-- Supplied entries follows --

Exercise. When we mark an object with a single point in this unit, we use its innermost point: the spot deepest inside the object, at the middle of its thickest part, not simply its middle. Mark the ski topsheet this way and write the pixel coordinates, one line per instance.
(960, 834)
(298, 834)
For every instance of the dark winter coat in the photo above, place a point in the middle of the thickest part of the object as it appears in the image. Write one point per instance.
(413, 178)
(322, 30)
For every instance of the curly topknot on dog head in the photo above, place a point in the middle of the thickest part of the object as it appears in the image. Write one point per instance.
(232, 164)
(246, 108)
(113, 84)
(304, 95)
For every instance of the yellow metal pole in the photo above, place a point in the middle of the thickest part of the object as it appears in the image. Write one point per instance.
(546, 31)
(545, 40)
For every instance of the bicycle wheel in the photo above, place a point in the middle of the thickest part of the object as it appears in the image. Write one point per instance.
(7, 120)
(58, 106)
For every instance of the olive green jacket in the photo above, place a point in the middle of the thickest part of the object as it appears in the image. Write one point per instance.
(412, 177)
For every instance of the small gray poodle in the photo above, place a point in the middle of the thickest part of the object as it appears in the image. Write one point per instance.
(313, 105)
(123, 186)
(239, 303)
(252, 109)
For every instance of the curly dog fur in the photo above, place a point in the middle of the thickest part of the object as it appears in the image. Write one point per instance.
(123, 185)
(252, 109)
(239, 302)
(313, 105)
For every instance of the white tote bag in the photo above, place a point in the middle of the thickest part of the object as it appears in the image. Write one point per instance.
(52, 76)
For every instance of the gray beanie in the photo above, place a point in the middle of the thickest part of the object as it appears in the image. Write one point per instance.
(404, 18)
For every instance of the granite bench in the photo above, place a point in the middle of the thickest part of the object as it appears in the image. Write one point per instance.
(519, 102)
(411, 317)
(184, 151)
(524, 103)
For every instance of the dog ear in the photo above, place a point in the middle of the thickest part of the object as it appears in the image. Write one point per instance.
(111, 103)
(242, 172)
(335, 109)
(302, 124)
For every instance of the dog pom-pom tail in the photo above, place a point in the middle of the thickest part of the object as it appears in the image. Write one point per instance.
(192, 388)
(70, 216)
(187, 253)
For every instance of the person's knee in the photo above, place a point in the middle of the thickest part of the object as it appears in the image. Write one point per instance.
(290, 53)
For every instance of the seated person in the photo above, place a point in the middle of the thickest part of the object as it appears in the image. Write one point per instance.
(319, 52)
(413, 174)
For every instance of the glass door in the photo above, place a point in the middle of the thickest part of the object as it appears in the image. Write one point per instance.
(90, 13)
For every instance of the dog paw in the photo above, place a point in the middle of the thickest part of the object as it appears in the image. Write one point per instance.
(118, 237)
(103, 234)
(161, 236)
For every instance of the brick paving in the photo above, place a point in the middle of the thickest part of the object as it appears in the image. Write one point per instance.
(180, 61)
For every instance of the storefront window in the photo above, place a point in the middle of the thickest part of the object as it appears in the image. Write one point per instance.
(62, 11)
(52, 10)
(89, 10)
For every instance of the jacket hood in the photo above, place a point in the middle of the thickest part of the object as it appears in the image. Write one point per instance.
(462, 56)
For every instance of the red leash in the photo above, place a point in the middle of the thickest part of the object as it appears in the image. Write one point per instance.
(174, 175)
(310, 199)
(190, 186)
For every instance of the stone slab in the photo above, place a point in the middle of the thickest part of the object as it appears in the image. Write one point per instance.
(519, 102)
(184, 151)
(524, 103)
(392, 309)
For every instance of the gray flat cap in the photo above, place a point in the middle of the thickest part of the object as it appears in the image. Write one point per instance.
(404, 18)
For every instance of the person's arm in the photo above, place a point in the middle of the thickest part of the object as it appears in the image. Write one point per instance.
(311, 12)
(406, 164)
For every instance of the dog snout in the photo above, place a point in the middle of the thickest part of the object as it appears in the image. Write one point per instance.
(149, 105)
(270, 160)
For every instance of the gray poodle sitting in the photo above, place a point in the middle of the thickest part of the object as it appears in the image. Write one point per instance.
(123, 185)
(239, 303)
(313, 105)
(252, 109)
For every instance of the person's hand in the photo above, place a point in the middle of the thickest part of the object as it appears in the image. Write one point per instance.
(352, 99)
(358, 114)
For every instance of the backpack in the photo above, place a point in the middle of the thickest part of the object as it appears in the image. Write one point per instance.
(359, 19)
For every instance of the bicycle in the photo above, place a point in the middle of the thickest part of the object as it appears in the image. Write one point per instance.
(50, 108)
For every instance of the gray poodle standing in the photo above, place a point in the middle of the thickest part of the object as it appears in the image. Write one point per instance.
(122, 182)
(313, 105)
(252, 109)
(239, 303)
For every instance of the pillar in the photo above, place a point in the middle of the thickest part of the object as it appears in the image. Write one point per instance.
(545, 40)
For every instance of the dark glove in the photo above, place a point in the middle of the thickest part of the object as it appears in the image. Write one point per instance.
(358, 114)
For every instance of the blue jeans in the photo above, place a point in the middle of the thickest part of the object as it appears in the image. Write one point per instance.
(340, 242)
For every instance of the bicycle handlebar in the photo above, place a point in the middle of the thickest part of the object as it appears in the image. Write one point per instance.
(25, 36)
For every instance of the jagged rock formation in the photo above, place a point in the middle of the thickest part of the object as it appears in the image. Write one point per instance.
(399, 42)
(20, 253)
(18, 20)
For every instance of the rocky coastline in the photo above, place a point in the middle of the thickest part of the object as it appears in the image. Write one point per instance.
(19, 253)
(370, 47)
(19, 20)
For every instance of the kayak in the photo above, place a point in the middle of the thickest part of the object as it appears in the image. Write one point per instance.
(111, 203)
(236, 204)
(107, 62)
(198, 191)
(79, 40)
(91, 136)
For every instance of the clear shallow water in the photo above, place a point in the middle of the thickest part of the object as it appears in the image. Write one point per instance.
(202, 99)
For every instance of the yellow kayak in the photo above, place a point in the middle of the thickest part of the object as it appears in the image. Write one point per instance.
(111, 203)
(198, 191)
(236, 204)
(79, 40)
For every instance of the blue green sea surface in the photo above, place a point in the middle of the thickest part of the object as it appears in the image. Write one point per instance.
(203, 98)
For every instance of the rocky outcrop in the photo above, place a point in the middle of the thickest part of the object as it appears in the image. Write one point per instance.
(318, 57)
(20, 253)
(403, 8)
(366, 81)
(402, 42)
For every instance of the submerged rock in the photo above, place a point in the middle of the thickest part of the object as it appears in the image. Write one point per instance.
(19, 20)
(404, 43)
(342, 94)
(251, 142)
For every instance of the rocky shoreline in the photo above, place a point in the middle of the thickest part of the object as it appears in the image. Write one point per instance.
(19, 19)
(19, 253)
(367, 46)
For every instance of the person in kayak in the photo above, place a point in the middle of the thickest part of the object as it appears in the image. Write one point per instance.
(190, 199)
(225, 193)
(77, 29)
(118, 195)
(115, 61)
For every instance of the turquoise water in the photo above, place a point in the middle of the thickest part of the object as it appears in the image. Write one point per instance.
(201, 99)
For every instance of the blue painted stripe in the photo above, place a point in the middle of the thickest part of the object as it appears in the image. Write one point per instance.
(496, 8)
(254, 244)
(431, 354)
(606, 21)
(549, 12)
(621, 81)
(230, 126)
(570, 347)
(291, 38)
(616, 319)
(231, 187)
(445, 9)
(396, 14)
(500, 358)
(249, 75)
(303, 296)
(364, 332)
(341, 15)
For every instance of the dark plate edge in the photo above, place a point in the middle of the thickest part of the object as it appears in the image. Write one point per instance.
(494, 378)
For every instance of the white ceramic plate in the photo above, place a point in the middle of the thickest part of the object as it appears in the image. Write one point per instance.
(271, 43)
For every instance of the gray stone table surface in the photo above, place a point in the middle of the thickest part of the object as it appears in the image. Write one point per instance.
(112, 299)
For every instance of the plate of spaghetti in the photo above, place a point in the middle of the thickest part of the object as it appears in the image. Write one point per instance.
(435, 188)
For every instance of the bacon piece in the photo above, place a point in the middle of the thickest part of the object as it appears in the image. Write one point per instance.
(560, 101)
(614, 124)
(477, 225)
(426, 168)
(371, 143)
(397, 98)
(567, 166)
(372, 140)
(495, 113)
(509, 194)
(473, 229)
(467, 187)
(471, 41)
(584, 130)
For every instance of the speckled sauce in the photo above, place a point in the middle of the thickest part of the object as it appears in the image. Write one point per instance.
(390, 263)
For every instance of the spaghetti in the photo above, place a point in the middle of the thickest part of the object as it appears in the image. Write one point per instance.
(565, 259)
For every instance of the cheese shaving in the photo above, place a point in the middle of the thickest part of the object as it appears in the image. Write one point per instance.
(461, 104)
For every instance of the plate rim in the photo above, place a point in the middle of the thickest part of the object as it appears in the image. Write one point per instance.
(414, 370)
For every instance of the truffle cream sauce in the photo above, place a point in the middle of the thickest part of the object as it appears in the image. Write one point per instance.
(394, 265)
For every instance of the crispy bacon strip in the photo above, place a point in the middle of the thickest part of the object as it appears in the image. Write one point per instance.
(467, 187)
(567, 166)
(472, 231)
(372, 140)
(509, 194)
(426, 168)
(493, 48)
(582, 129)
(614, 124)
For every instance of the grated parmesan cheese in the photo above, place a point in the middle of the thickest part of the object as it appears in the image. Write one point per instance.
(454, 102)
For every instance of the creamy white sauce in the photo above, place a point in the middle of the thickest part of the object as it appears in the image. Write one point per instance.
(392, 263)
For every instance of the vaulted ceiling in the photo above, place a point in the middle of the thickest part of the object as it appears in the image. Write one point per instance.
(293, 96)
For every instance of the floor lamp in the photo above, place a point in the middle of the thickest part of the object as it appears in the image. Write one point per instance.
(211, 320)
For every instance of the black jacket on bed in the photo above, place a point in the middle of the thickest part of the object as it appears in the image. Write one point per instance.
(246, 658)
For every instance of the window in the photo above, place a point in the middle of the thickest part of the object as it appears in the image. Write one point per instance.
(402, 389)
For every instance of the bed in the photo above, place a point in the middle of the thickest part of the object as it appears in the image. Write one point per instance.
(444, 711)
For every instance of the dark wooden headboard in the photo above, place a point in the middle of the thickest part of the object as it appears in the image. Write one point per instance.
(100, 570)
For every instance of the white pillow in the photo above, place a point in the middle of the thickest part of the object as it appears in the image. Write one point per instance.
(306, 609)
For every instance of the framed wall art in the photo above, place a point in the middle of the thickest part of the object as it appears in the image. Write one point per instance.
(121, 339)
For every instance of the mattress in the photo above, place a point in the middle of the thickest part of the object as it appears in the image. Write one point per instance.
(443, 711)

-- Supplied entries concluded --

**Problem details**
From the line that holds "For every instance of the framed" to the last line of the records above, print each line exactly. Add nothing else.

**Result**
For every instance of the framed wall art in the photo above, place a point in the middle of the thickest part of the object as it appears in the image. Write one point per instance.
(121, 339)
For every instance of the mattress in the photo above, place a point in the middle of the thickest part of the object as it appears in the image. Write one point per instance.
(443, 711)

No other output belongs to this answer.